- _EXTRAIT FOURNI_:
------------------------------------

Économie de marché
Pour restaurer un État stratège, je partage quelques directions qui pourraient être considérées. Elles ne sont pas exhaustives ni correctement pondérées. Elles sont autant de pressentiments que j’offre à la critique.
Toutes s’inscrivent dans l’intuition que les prochaines années exigeront d’assister au retour de l’État éclairé, au titre d’acteur dominant de l’économie, sous forme d’impulsions stratégiques. Je suis d’ailleurs convaincu que la fin de la parenthèse néolibérale va s’accompagner de nationalisations ou d’étatisations de pans entiers de l’économie, faute d’avoir pu trouver une tempérance du secteur privé, trop longtemps autorégulé dans de nombreux secteurs proches des besoins de base des citoyens.
L’État ne peut plus abandonner sans contrôle ses attributs régaliens au profit d’une économie de marché. D’ailleurs, sans ordonnancement étatique, l’économie de marché est vouée à succomber sous ses propres excès puisqu’elle ne connaît aucune régulation sinon l’expression du prix formé par les lois de l’offre et de la demande.
Certains préconisent la mutation des démocraties représentatives en démocraties participatives. Pendant longtemps, j’ai postulé que ce serait une erreur, puisque cela accentuerait la délégation de l’expression politique aux fluences, parfois émotives, des réseaux sociaux. Je me suis aussi interrogé sur le fait de savoir si les démocraties participatives n’étaient pas, pour partie, de la poudre aux yeux lancée par des oligarchies politiques en déshérence de solutions aux défis sociétaux.

------------------------------------

- _DONNÉES FOURNIES_:
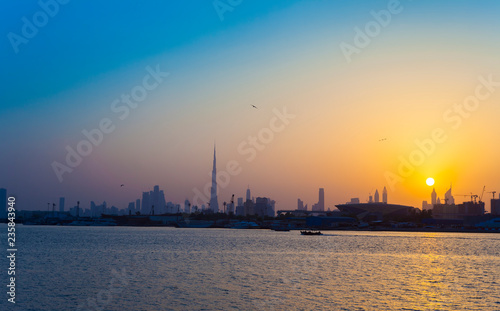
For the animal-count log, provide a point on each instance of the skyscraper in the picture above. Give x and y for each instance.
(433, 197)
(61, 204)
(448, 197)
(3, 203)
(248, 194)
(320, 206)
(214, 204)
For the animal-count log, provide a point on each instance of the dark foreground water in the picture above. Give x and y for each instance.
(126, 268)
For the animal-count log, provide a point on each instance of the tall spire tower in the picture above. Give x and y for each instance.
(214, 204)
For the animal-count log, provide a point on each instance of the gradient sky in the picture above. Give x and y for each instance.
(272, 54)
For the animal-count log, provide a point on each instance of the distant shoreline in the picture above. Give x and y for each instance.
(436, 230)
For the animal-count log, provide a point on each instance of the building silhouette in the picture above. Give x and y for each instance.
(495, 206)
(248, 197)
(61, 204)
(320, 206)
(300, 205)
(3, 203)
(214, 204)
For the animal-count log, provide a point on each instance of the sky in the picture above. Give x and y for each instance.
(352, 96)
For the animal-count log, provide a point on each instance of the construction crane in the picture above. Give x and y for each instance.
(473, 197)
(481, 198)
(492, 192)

------------------------------------

- _CONSIGNE_: Recopiez mot pour mot le passage de l'extrait sur l'économie de marché qui s'ouvre sur les mots « Certains préconisent la » et s'achève sur « aux défis sociétaux. ».

- _CORRIGÉ DE L'EXERCICE_:
Certains préconisent la mutation des démocraties représentatives en démocraties participatives. Pendant longtemps, j’ai postulé que ce serait une erreur, puisque cela accentuerait la délégation de l’expression politique aux fluences, parfois émotives, des réseaux sociaux. Je me suis aussi interrogé sur le fait de savoir si les démocraties participatives n’étaient pas, pour partie, de la poudre aux yeux lancée par des oligarchies politiques en déshérence de solutions aux défis sociétaux.